■ Excerpted text ■
__________________________________________________

The year is 2213, what is your most realistic idea/view of how everything will be?
Well if man is still alive, and woman can survive they’ll find that they’ll need to wait 312 years to be featured in a Zager and Evans song.

Which movies best represent their respective decade within popular culture?
Battlefield Earth is a surprisingly accurate depiction of the 2020’s when the… I’ve said too much.

Why is Garden City being evacuated?
The real question is why have people been allowed in there at all for the last twenty years?

Why do people willingly chose to be Juggalos?
Well the kids, they listen to the ICP music, which gives them the brain damage, with the rainbows and the magnets, so they don’t know what dressing and behaving like a civilised person is all about!

Why were there no new TV shows this week?
TV has finally run out. Too many houses with multiple TVs finally exhausted the supply. From now on there will be nothing but repeats, forever.

What’s your best joke about a specific nation?
An Elbonian walks into a bar with a pig on a leash. The Bartender says “Hey, you can’t bring that pig in here!” “Pig!?” replies the Elbonian “That’s my wife!” (The joke is that he’s too poor to marry a cow)

Why do toasters always have a setting that burns the toast to a horrible crisp, which no normal human being would eat?
It’s so when FEMA and Barrack HUSSEIN NObama steal half your electricities you’ll still be able to make toast.

If his name is Chuck E.Cheese, what does the “E” stand for?
Emesis. It goes along with “Chuck” and explains what happens if you eat his food.

If you could make a disease, what would you call it, and what are the effects?
Contagious Botulotourettism. Sufferers randomly and uncontrollably shout the word ‘THAUTHAGETH!’ in the stupidest voice they can until they shake off the virus.

If Santa exists, but parents don’t believe in him, where do they think the presents came from?
Santa brainwashes the parents of the world to think they bought the presents. He does this by harnessing the Earth’s magnetic field – why else do you think he’s based at the north pole? To maintain the illusion, he debits the parents’ accounts by an appropriate amount, which – combined with the fact that the elves are paid only about 25 US cents a day – makes him one of the richest individuals on Earth. The US Government is aware of this massive scam, and set up HAARP to try and disrupt his nefarious brainwashing apparatus. Results so far have been mixed.

__________________________________________________

■ Assigned task 1 ■
Answer these questions from the humorous Q&A text, using its own facts.
(a) How many years will people need to wait to be featured in a Zager and Evans song?
(b) What does the "E" in Chuck E. Cheese stand for?
(c) About how much are the elves paid each day?
■ Assigned task 2 ■
Decide whether each statement agrees with the humorous Q&A text, and support each yes or no with a direct quote from it.
(a) There were no new TV shows because too many houses had multiple TVs.
(b) The Elbonian walks into the bar with a cow on a leash.
(c) HAARP has completely stopped Santa's brainwashing.
■ Assigned task 3 ■
Copy the passage of the humorous Q&A text word for word, starting at "What’s your best" and ending at "marry a cow)".

__________________________________________________

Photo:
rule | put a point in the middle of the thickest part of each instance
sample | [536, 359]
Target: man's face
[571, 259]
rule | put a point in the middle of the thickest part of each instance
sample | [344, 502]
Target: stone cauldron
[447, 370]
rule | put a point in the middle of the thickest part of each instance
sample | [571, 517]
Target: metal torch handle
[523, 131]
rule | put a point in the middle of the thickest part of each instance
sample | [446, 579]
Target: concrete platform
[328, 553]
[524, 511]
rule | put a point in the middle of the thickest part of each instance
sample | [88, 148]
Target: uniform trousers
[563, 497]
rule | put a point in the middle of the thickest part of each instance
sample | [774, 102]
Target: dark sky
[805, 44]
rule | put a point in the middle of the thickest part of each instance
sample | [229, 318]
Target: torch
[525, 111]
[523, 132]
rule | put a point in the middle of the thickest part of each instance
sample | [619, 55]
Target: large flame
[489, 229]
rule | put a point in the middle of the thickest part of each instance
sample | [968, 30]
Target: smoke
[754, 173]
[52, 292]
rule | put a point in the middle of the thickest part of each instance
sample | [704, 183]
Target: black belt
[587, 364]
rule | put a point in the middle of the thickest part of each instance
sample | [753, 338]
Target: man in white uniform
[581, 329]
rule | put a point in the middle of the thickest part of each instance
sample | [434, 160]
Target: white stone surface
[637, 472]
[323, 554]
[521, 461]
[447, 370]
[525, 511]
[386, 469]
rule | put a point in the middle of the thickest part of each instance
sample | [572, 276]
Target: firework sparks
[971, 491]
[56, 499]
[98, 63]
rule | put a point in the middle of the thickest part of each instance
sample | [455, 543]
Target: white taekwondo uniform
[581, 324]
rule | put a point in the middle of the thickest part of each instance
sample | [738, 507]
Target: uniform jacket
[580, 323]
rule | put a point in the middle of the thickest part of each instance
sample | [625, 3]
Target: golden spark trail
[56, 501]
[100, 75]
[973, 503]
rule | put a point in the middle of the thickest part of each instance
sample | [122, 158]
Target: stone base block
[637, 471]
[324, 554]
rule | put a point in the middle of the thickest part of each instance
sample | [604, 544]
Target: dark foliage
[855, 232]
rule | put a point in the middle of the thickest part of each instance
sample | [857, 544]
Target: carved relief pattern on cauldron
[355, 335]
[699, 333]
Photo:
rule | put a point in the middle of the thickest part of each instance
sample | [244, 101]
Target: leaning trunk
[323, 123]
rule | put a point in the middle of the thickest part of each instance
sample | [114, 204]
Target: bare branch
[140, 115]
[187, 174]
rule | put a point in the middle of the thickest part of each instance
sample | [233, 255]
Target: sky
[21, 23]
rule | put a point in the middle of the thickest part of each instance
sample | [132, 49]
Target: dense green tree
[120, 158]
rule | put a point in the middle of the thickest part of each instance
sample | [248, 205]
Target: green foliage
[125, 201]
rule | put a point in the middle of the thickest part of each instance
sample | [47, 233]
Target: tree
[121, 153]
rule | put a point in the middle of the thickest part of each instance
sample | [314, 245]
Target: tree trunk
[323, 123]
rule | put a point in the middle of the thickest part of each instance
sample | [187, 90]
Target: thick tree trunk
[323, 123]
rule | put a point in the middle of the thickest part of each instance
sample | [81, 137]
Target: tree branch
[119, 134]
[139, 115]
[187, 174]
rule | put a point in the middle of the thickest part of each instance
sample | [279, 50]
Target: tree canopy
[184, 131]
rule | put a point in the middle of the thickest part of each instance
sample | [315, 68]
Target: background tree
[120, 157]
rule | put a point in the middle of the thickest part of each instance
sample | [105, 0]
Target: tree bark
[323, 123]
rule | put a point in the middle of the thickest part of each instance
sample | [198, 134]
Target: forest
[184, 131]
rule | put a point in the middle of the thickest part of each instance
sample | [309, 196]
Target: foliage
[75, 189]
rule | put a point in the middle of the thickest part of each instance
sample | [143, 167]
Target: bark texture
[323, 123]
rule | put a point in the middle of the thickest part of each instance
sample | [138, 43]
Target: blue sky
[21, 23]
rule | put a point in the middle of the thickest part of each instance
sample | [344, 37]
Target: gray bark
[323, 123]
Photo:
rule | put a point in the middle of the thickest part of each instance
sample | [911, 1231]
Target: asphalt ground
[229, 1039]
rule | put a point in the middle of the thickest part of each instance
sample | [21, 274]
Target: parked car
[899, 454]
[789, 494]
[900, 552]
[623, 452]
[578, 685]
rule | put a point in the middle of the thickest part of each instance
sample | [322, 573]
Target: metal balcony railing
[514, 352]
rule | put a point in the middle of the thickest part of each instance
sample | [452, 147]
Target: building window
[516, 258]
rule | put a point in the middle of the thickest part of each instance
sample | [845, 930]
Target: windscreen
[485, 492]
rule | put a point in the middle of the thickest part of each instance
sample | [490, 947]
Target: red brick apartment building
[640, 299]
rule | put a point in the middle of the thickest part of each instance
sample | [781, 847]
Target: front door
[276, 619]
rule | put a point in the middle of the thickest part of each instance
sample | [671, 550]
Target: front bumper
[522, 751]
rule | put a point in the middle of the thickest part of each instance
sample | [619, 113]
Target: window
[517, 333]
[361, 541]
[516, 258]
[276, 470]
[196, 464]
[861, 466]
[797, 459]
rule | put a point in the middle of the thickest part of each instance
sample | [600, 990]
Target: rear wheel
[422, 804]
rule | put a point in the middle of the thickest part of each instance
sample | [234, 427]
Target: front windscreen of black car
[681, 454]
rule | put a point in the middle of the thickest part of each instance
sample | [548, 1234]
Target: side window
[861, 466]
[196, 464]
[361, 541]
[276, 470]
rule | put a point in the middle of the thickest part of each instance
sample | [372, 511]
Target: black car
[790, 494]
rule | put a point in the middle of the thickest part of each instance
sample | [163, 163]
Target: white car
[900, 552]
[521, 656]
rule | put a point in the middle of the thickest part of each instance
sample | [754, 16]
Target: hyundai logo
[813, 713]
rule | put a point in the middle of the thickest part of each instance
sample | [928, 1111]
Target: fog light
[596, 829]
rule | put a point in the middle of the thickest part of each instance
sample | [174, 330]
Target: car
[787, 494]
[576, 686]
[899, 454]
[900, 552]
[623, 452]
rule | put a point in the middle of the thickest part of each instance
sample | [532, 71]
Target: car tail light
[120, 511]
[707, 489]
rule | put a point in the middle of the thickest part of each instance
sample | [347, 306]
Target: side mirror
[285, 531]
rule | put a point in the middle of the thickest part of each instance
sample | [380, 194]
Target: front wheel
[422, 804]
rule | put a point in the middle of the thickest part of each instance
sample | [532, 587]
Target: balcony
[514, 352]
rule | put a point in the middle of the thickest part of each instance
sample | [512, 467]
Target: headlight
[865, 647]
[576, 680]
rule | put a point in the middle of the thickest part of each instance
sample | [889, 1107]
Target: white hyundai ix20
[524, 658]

__________________________________________________

■ Exercise response 1 ■
(a) 312 years
(b) Emesis
(c) About 25 US cents a day

■ Exercise response 2 ■
(a) Yes: "Too many houses with multiple TVs finally exhausted the supply."
(b) No: "An Elbonian walks into a bar with a pig on a leash."
(c) No: "Results so far have been mixed."

■ Exercise response 3 ■
What’s your best joke about a specific nation?
An Elbonian walks into a bar with a pig on a leash. The Bartender says “Hey, you can’t bring that pig in here!” “Pig!?” replies the Elbonian “That’s my wife!” (The joke is that he’s too poor to marry a cow)